◆ **READING TEXT**
Before you think about your GTM motion in the U.S., address the crucial question: what is your product’s overall fitness to the U.S. market, based on your India success? To answer this, list your assessment of the India PMF audit for each of the five factors. Then apply your judgment to assess them on two criteria - (a) If there’s something similar and relevant between India and U.S. and (b) how credible and portable it is for the U.S. market. 

For instance: You might have ten fantastic India-based customers. You may think they are hungry customers. Make a judgment call. How similar and relevant are they to the U.S. market? Are they global logos? Can they be used as a reference for entering the U.S.? Do they carry the weight and credibility?

Conversely, you might have a product in India that is credible to U.S. users that allows you to find an early adopter niche, say developers at startups, to enter the market through PLG (product-led growth). Maybe your GTM is unique to India, where it's working well, but there are only a few elements you can carry over. Maybe only the PLG or the sales playbook from India can be applied.

The main point is that as you build your U.S. fitness hypothesis, you’ll start seeing which parts of your India PMF are valuable to port to the U.S. If you skip this, you will either be overconfident about achieving PMF in the U.S. (confirmation bias) or under-leveraged in using what you may have. 

Resist the temptation to perform random acts of GTM. “Let’s do something, anything. I happen to be on vacation in the U.S. Why not talk to six people? I happen to have launched a product - why not open it to the U.S.? It doesn't cost me to do some promotions.”

◆ **RECORDS**

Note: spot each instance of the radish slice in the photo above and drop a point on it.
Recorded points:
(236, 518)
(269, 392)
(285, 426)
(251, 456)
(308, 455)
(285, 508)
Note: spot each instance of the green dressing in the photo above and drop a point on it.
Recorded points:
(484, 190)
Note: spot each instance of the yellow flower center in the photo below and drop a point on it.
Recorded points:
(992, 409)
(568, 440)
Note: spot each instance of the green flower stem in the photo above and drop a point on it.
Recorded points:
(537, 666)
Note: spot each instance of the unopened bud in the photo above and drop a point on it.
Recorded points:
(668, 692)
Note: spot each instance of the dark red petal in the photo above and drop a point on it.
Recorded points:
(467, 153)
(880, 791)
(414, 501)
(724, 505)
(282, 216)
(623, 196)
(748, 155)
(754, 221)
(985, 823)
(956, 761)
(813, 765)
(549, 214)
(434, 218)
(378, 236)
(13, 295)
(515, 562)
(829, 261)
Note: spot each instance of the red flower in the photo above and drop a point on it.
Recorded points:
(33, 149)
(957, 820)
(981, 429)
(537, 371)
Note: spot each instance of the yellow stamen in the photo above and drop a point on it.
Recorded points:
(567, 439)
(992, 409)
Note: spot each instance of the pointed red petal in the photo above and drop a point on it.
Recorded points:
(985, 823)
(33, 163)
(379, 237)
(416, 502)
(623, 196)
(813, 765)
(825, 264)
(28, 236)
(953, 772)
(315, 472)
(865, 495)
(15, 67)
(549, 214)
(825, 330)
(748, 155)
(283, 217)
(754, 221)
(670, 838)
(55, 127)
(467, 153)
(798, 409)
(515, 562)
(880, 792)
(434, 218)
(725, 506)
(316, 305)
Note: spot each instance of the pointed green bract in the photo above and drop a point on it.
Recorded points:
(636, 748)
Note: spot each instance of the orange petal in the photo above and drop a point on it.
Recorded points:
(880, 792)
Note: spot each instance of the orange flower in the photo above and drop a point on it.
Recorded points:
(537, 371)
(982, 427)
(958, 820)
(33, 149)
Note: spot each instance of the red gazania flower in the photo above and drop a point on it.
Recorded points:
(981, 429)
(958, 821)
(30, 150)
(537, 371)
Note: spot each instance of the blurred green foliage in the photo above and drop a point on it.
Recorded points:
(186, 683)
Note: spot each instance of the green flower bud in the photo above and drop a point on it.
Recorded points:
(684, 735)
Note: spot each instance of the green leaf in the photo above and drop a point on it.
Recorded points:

◆ **PROBLEMS TO WORK ON**
a) Answer these questions from the text on U.S. market fitness, one per line:
(i) How many factors does the India PMF audit cover?
(ii) What early adopter niche is offered as an example?
(iii) Besides being under-leveraged, what does the text say you risk if you skip building the U.S. fitness hypothesis?
b) Rewrite everything in the text on U.S. market fitness from "Conversely, you might" down to "you may have.", putting "designers" in place of "developers".

◆ **RESPONSES TO THE TASKS**
a)
(i) Five.
(ii) Developers at startups.
(iii) Being overconfident about achieving PMF in the U.S. (confirmation bias).

b)
Conversely, you might have a product in India that is credible to U.S. users that allows you to find an early adopter niche, say designers at startups, to enter the market through PLG (product-led growth). Maybe your GTM is unique to India, where it's working well, but there are only a few elements you can carry over. Maybe only the PLG or the sales playbook from India can be applied.

The main point is that as you build your U.S. fitness hypothesis, you’ll start seeing which parts of your India PMF are valuable to port to the U.S. If you skip this, you will either be overconfident about achieving PMF in the U.S. (confirmation bias) or under-leveraged in using what you may have.